→ Goal 1
Scale the photo-labeling entries that follow the passage: reproduce every line, labeling requests included, but multiply each (x, y) pixel coordinate in the answers by 0.3 and round to whole numbers, with halves rounded up. Leave the pictures out.

------ Page excerpt

Old Communication: Interpersonal Interactions and Social Network Sites
Although public accounts have portrayed Internet-mediated communication as impoverished and antisocial compared to face to face (Thurlow, 2006), communication scholars have documented that, on the contrary, online communication can be hyperpersonal, even more friendly, social, and intimate than face-to-face communication (Walther & Parks, 2002). Concerned with processes of online social interaction such as identity construction, relationship formation, and community building (Thurlow, Lengel & Tomic, 2004), computer-mediated communication scholars have demonstrated the potential for online social interactions to enhance self-presentation, relational maintenance, and social bonding (Chandler, 1998; Ellison, Steinfield, & Lampe, 2007; Kraut et al., 2002; Walther & Parks, 2002; Wellman, Haase, Witte & Hampton, 2001).
Chandler (1998), for instance, discussed the process of self-presentation in personal home pages on the Web. Blending the professional/academic and personal in both content and form, personal home pages, he argued, can be contexts for multimodal identity practices. Through processes of bricolage, or writing, presenting, and adapting materials (e.g., text, favorite graphics, sound, code, links to others' pages), an author can display biographical information and preferences and shape oneself “in relation to any dimension of social or personal identity to which one chooses to allude” (para. 3). A form of self-publishing, personal home pages also can be viewed as online multimedia texts constructed through a process of “inclusion, allusion, omission, adaptation, and discovery” (para. 11) and shaped by one's associations, connections, and conventions in Web subcultures.

------------

→ Goal 2
According to the passage on online communication, why can personal home pages serve as contexts for multimodal identity practices? Answer in one to three sentences.

------ Data entries

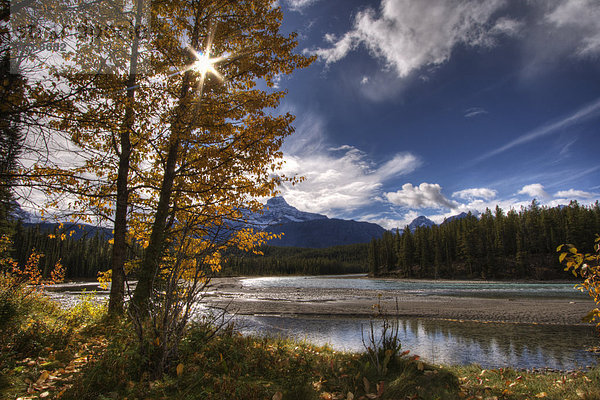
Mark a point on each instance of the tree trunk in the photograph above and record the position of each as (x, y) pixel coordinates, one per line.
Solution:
(119, 250)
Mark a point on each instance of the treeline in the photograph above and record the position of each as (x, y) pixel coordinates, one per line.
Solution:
(348, 259)
(514, 245)
(83, 253)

------------

→ Reply 1
Mark a point on each instance of the tree trunk in the photograph above and record the position of each as (x, y) pixel coordinates, one per line.
Solution:
(36, 75)
Mark a point on each instance of the treeline in the photograph above and record the position of each as (x, y) pixel coordinates, one per line.
Solution:
(104, 78)
(154, 74)
(25, 76)

→ Reply 2
Chandler argued that personal home pages can be contexts for multimodal identity practices because they blend the professional/academic and the personal in both content and form.